▸ **작업 목표**
항목의 맨 처음부터 "245 109 L 245"가 들어 있는 줄까지(그 줄 포함)만 두 열짜리 CSV로 나타내세요. 열 이름은 "입력"과 "출력"으로 하고, 항목마다 한 행에 그 텍스트와 답을 각각 큰따옴표로 묶은 한 필드에 넣어 줄바꿈은 공백으로 바꾸되, 그림은 결과에서 빼세요.
### 제공 정보
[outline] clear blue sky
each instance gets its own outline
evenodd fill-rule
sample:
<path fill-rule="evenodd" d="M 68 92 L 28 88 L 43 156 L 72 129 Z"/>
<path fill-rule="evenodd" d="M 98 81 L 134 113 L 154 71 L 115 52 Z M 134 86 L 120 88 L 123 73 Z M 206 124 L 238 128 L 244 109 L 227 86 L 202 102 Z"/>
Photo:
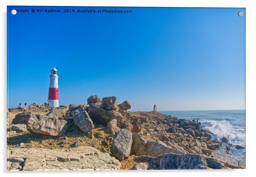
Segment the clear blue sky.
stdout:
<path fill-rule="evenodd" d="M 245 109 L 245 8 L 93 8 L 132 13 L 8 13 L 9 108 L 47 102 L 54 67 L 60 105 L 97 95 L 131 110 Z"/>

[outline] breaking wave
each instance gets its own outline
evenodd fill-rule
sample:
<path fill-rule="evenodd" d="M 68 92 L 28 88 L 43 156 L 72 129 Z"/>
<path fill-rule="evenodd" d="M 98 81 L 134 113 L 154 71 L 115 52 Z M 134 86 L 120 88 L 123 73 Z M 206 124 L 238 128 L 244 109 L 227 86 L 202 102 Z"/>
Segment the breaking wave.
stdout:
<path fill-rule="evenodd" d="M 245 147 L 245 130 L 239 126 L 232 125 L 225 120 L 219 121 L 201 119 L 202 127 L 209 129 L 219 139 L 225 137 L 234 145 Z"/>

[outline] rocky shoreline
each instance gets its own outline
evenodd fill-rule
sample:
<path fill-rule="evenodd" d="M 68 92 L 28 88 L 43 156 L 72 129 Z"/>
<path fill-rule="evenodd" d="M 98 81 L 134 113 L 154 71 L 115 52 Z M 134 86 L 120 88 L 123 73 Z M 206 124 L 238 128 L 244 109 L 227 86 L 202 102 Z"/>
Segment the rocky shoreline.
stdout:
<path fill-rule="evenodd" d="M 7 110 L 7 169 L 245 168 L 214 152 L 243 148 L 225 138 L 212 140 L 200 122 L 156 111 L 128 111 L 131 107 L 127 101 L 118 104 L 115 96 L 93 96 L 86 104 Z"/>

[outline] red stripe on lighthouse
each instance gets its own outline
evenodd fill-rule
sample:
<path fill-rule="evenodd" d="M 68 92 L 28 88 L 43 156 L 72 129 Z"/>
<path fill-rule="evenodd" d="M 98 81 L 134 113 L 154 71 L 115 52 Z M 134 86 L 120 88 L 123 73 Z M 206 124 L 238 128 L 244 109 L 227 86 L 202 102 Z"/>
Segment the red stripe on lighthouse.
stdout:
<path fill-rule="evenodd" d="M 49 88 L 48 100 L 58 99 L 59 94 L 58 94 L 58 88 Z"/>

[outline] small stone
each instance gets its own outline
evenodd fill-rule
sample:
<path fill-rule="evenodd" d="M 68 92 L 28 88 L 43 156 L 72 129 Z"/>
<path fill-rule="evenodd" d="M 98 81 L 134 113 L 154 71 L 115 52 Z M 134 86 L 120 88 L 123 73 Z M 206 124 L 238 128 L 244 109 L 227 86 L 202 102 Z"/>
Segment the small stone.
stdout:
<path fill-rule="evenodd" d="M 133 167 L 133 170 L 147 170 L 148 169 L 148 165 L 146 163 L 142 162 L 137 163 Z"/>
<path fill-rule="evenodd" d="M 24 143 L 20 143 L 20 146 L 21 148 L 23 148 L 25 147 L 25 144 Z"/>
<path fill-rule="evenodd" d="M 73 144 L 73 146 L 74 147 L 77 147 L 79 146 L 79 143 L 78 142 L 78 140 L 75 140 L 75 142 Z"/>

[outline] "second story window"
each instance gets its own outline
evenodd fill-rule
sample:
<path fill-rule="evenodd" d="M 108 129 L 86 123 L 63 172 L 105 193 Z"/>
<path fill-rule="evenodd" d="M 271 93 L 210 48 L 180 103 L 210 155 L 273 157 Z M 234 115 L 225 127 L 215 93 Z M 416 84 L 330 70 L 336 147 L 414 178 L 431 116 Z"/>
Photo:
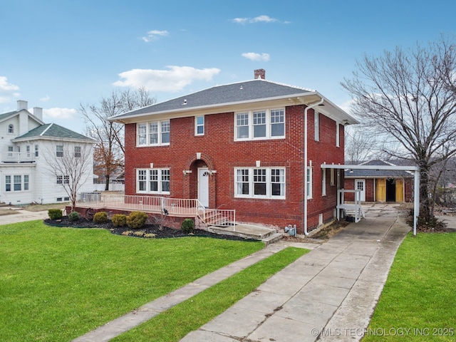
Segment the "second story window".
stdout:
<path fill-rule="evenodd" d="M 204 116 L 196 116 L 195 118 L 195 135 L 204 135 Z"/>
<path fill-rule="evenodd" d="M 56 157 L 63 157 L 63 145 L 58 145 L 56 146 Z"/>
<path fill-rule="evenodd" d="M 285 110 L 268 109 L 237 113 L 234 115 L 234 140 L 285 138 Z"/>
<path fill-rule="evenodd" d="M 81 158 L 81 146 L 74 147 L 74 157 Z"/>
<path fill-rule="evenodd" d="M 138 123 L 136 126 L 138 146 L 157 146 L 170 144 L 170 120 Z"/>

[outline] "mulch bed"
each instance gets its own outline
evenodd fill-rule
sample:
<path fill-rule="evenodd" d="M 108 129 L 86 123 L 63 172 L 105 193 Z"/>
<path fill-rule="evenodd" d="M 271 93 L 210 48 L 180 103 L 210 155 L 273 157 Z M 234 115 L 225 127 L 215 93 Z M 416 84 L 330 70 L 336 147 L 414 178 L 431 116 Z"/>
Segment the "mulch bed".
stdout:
######
▸ **작업 결과**
입력,출력
"[outline] clear blue sky each instance gets its own outline evenodd fill-rule sample: <path fill-rule=""evenodd"" d=""M 68 92 L 28 88 L 43 156 L 72 129 Z""/> <path fill-rule=""evenodd"" d=""M 98 81 L 134 113 L 154 71 L 115 52 Z M 134 86 L 120 88 L 123 73 Z M 206 124 L 238 128 L 244 109 L 227 86 L 202 102 Z""/> Photo: Segment the clear blue sky. stdout:","<path fill-rule=""evenodd"" d=""M 245 109 L 245 8 L 93 8 L 132 13 L 8 13 L 9 108 L 47 102 L 54 67 L 60 105 L 97 95 L 131 110 Z""/>"